#### Objective
Can you write out all of the material below, line for line and without changing a single character?

--- start of Records to process ---

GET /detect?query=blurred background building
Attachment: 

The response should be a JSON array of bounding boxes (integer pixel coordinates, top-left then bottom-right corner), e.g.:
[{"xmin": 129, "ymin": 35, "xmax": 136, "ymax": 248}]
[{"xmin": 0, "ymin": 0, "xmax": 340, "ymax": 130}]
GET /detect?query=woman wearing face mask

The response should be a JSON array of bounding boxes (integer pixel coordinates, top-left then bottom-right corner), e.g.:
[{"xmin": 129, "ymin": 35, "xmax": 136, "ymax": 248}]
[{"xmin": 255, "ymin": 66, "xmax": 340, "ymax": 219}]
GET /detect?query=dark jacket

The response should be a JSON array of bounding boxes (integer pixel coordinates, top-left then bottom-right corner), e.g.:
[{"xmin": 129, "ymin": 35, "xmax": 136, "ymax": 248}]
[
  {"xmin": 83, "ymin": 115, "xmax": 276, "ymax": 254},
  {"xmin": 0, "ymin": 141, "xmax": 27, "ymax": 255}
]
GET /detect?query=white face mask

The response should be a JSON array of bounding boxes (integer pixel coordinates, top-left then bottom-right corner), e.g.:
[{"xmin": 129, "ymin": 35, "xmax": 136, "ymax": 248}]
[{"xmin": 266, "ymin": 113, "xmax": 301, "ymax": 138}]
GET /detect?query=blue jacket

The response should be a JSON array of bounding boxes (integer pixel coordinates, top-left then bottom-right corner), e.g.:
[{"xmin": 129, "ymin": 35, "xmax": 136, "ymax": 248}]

--- end of Records to process ---

#### Complete response
GET /detect?query=blurred background building
Attachment: 

The response should be a JSON array of bounding boxes (integer pixel coordinates, top-left then bottom-right corner), e.g.:
[{"xmin": 129, "ymin": 35, "xmax": 136, "ymax": 248}]
[{"xmin": 0, "ymin": 0, "xmax": 340, "ymax": 130}]
GET /detect?query=woman wearing face mask

The response should be a JSON array of bounding boxes (integer pixel coordinates, top-left then bottom-right corner), e.g.:
[{"xmin": 129, "ymin": 35, "xmax": 136, "ymax": 248}]
[{"xmin": 255, "ymin": 66, "xmax": 340, "ymax": 219}]
GET /detect?query=dark jacket

The response should be a JSON array of bounding boxes (integer pixel coordinates, top-left then bottom-right corner), e.g.:
[{"xmin": 129, "ymin": 35, "xmax": 136, "ymax": 248}]
[
  {"xmin": 83, "ymin": 115, "xmax": 276, "ymax": 254},
  {"xmin": 0, "ymin": 141, "xmax": 27, "ymax": 255}
]
GET /detect?query=white face mask

The response should be a JSON array of bounding boxes (integer pixel coordinates, top-left then bottom-right corner), e.g.:
[{"xmin": 129, "ymin": 35, "xmax": 136, "ymax": 248}]
[{"xmin": 266, "ymin": 113, "xmax": 301, "ymax": 138}]
GET /detect?query=blue jacket

The response should be a JSON array of bounding boxes (integer pixel coordinates, top-left then bottom-right corner), e.g.:
[{"xmin": 129, "ymin": 35, "xmax": 136, "ymax": 248}]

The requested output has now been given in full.